-- Start --
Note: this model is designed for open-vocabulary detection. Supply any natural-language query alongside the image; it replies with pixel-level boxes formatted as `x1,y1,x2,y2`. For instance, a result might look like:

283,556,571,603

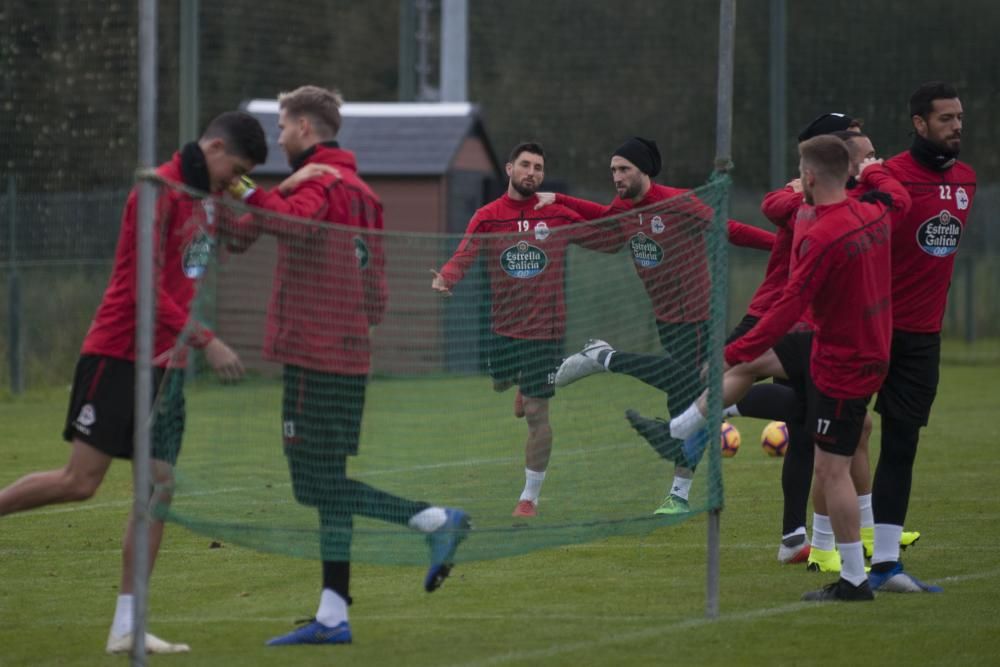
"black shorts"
281,366,368,505
726,313,760,345
489,336,563,398
875,331,941,426
806,387,871,456
63,354,185,465
772,331,813,399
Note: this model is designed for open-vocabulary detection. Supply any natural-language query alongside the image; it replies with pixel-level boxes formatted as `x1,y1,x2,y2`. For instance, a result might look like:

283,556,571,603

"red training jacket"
556,183,774,323
230,144,388,375
440,194,620,340
80,153,214,367
885,151,976,333
725,188,909,399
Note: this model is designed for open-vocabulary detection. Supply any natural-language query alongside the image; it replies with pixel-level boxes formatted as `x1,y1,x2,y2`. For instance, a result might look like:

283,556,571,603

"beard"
618,183,642,199
510,179,539,197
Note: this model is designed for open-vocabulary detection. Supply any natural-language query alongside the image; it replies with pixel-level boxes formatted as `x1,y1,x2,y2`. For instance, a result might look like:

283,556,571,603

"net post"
705,0,736,618
131,0,157,667
7,174,24,396
768,0,788,190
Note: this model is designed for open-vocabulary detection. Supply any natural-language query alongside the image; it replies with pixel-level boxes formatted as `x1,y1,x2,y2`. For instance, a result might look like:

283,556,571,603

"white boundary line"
448,570,1000,667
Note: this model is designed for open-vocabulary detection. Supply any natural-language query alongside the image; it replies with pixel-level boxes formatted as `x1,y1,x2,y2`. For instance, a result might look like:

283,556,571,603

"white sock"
409,507,448,533
316,588,347,628
520,468,545,505
812,513,837,551
872,523,903,565
781,526,806,542
670,475,692,500
111,595,134,637
670,403,705,440
837,542,868,586
858,493,875,528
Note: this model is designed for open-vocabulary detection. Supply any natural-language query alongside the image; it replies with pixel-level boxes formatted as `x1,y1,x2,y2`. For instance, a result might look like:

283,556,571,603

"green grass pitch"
0,366,1000,667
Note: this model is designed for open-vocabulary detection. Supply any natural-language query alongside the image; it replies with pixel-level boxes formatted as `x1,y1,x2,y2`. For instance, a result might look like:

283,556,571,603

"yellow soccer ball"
760,422,788,457
719,422,740,458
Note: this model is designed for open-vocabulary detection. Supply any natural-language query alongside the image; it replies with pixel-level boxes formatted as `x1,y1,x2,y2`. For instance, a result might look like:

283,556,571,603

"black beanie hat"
611,137,663,178
799,113,854,143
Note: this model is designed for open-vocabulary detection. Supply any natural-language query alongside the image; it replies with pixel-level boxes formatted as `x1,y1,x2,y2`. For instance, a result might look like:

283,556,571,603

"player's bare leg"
107,459,191,654
670,350,786,440
0,440,111,516
514,396,552,516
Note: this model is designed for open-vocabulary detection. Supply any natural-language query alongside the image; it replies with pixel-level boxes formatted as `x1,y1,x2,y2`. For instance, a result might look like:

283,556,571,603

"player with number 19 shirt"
431,142,620,518
441,194,607,341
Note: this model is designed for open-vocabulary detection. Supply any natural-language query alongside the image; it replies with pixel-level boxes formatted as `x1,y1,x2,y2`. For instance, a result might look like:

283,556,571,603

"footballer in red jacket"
872,81,976,591
0,112,267,654
431,142,621,517
670,136,909,601
543,137,774,513
226,86,471,646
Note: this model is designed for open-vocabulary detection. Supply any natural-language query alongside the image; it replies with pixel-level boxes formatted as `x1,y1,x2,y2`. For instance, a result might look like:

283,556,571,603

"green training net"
154,171,729,564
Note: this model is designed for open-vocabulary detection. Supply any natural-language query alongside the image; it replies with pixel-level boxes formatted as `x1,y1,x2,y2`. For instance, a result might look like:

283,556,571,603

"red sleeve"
440,209,482,289
724,233,834,366
556,193,612,220
728,220,774,250
152,194,215,348
361,205,389,326
861,164,911,221
246,175,334,240
760,185,802,227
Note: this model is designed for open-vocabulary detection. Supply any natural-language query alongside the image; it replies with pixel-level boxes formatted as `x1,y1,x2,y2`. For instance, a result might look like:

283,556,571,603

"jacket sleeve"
556,193,613,220
246,175,336,241
440,211,481,289
728,220,774,250
724,233,835,366
361,204,389,326
151,194,215,348
760,185,802,227
861,164,912,223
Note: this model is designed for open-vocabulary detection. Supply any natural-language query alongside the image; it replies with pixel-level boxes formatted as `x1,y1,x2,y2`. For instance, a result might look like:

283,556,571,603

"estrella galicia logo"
917,211,962,257
955,185,969,211
181,232,215,280
354,236,371,269
500,241,549,278
628,232,663,269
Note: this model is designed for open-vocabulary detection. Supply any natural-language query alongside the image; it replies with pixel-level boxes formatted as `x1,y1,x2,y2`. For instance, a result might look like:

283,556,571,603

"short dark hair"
507,141,545,162
201,111,267,164
910,81,958,120
799,134,851,183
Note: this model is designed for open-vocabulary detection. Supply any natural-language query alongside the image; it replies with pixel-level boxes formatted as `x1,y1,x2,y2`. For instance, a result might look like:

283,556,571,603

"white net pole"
705,0,736,618
132,0,157,667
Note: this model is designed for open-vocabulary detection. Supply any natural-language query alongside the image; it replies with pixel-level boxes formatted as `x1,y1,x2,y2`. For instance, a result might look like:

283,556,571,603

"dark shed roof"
240,100,500,176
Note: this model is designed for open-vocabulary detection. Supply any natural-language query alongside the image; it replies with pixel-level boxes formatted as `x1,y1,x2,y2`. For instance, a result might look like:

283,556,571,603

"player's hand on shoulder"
535,192,556,211
278,162,341,195
204,338,244,382
858,157,882,177
431,269,451,296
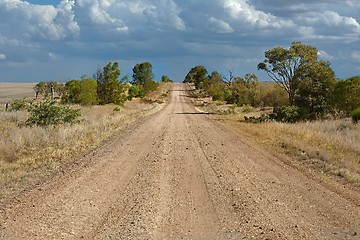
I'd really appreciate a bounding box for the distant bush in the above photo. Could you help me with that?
[351,107,360,123]
[128,85,146,100]
[8,98,31,112]
[26,101,81,126]
[270,106,301,123]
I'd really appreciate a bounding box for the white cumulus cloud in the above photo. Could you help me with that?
[223,0,294,29]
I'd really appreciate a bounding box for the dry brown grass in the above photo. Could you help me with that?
[221,115,360,187]
[0,82,36,111]
[0,82,170,202]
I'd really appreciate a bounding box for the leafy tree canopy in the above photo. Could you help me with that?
[258,42,318,104]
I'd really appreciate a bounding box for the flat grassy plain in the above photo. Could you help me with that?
[0,83,171,203]
[0,82,36,110]
[192,87,360,189]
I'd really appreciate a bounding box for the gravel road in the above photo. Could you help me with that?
[0,84,360,240]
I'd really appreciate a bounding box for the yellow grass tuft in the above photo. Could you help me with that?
[0,82,171,203]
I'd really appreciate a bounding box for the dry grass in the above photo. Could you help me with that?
[0,82,170,202]
[220,115,360,187]
[0,82,36,111]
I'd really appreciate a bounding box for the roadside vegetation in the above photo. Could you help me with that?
[0,62,172,202]
[184,42,360,187]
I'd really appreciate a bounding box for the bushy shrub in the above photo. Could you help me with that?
[26,101,81,126]
[270,106,301,123]
[8,98,31,112]
[351,107,360,123]
[128,85,146,100]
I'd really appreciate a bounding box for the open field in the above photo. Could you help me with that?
[0,84,360,239]
[192,94,360,189]
[0,82,36,111]
[0,84,170,203]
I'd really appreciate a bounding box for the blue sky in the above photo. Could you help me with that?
[0,0,360,82]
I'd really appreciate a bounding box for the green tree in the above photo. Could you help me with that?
[132,62,158,95]
[26,101,81,127]
[132,62,154,86]
[258,42,318,104]
[33,82,46,98]
[184,65,208,89]
[294,61,335,119]
[260,85,289,108]
[332,76,360,116]
[203,71,225,101]
[244,73,260,107]
[79,78,99,105]
[95,62,126,104]
[161,75,173,82]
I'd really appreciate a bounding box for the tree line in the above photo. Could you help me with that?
[184,42,360,122]
[34,61,172,105]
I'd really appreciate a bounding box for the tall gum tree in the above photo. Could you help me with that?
[258,42,318,104]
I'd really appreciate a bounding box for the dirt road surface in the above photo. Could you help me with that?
[0,84,360,240]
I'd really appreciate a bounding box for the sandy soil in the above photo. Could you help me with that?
[0,84,360,239]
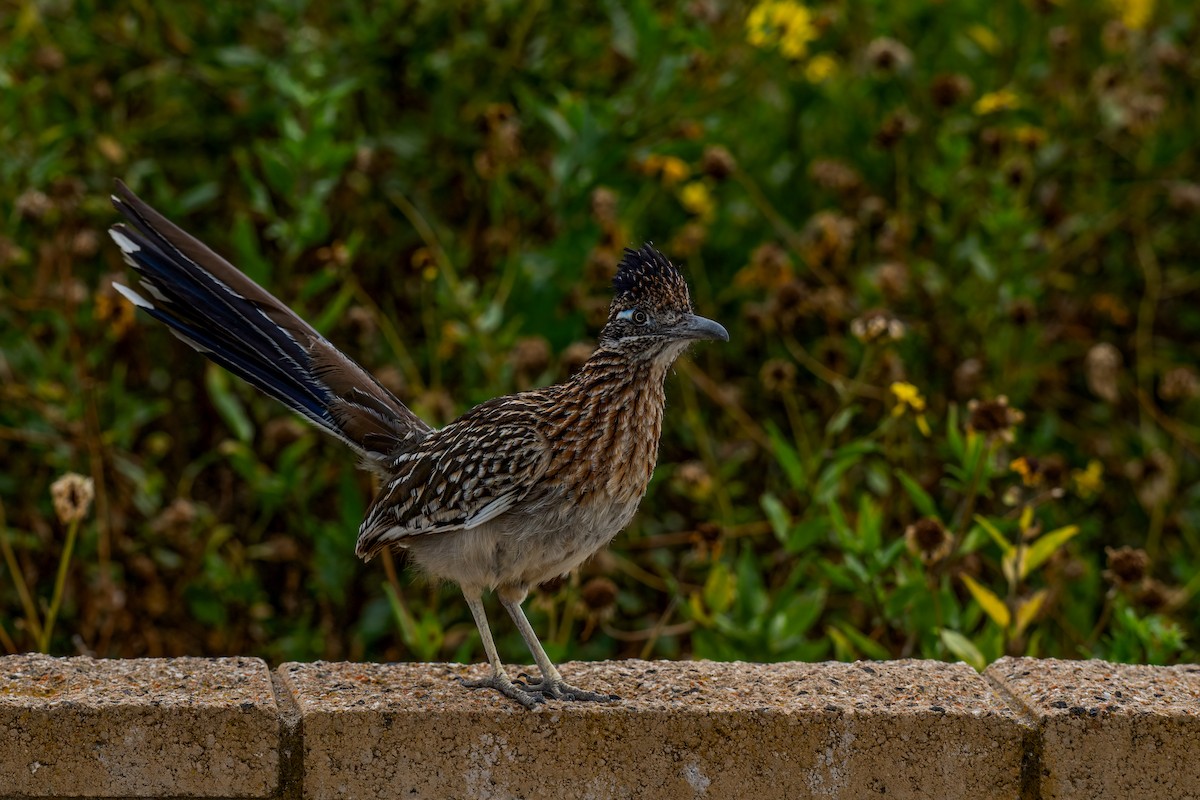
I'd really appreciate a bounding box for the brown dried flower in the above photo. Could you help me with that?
[967,395,1025,441]
[1104,547,1150,589]
[850,308,907,343]
[866,36,912,73]
[904,517,953,564]
[592,186,617,227]
[50,473,96,525]
[875,108,920,148]
[1085,342,1121,403]
[800,211,857,266]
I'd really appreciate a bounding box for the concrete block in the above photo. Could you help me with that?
[277,661,1031,800]
[985,658,1200,800]
[0,654,280,798]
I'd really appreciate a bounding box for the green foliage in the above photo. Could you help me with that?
[0,0,1200,667]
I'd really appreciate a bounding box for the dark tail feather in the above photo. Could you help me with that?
[109,181,430,463]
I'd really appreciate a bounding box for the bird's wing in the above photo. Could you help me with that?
[355,398,550,559]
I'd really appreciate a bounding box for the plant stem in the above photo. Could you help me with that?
[0,503,42,640]
[37,517,80,654]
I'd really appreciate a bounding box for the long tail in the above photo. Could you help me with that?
[108,181,431,468]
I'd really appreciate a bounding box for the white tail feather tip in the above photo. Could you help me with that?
[108,228,142,253]
[113,281,154,308]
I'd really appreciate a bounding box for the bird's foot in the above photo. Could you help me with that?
[516,673,620,703]
[460,673,546,710]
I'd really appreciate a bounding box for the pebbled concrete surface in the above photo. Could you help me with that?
[985,658,1200,800]
[278,661,1031,799]
[0,654,280,798]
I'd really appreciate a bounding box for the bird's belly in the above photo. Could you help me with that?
[404,500,637,593]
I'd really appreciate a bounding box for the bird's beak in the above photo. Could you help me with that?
[672,314,730,342]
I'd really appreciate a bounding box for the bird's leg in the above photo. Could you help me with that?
[462,591,546,709]
[497,589,620,703]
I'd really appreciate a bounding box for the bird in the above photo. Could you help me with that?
[109,181,730,709]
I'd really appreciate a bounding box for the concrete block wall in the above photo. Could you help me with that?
[0,655,1200,800]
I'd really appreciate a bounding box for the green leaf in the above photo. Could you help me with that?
[204,363,254,443]
[826,405,859,437]
[974,513,1016,558]
[830,622,892,661]
[937,627,988,672]
[962,575,1013,628]
[704,561,738,614]
[893,467,938,519]
[767,422,809,492]
[758,492,792,547]
[1021,525,1079,578]
[946,403,964,462]
[1016,589,1046,636]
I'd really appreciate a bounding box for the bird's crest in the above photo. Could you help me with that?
[612,242,691,312]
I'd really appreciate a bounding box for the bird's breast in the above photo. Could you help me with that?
[548,380,664,506]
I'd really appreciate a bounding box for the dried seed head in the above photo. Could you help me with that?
[875,108,920,148]
[850,308,907,343]
[904,517,952,564]
[1133,578,1180,612]
[1104,547,1150,589]
[1085,342,1121,403]
[800,211,857,266]
[50,473,96,525]
[967,395,1025,441]
[592,186,617,225]
[866,36,912,73]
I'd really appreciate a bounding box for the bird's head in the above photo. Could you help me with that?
[600,245,730,361]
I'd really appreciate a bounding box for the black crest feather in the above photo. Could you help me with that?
-- End --
■ The request ■
Please transcribe the rows word for word from the start through the line containing "448,570,1000,667", leaving out the pictures.

■ Written response ■
Note: this model is designed for open-vocabulary detection. Supply any natural-language query alongside the image; it replies with pixel-level boxes formatted as `x1,y1,x2,y2`. For instance, a result might look like:

283,556,571,603

"black shorts"
281,366,368,505
726,313,760,345
489,336,563,398
875,331,941,426
806,387,871,456
63,354,185,465
772,331,813,399
Note: this model is designed for open-vocabulary detection. Supply any natural-language query alongside the image; it replies with pixel-level boxes formatted as `x1,y1,x2,y2`. For instance, a result might look like:

283,556,571,603

"red training jacket"
556,183,774,323
230,144,388,375
440,194,620,340
80,153,214,367
885,151,976,333
725,188,909,399
Note: this model is designed for open-vocabulary detection. Supply any natural-language query alongside the image; it replies with pixel-level boxes formatted as `x1,y1,x2,y2`. For instance, a result might look like:

283,556,571,603

"beard"
618,183,642,199
510,179,539,197
Note: this model is designed for open-vocabulary detection. Supply any natural-language query alongside the image; it replies with pixel-level boxes formatted as `x1,y1,x2,y2`. For instance, a result might look like:

283,556,571,603

"net post"
705,0,736,618
131,0,157,667
7,174,24,396
768,0,788,190
Note: this model is designed for open-vocabulary detection. Supply any natural-language query alongside the image; it replies with pixel-level boxes formatted as `x1,y1,x2,y2`. For instance, a result might look like:

283,556,571,603

"white boundary line"
448,570,1000,667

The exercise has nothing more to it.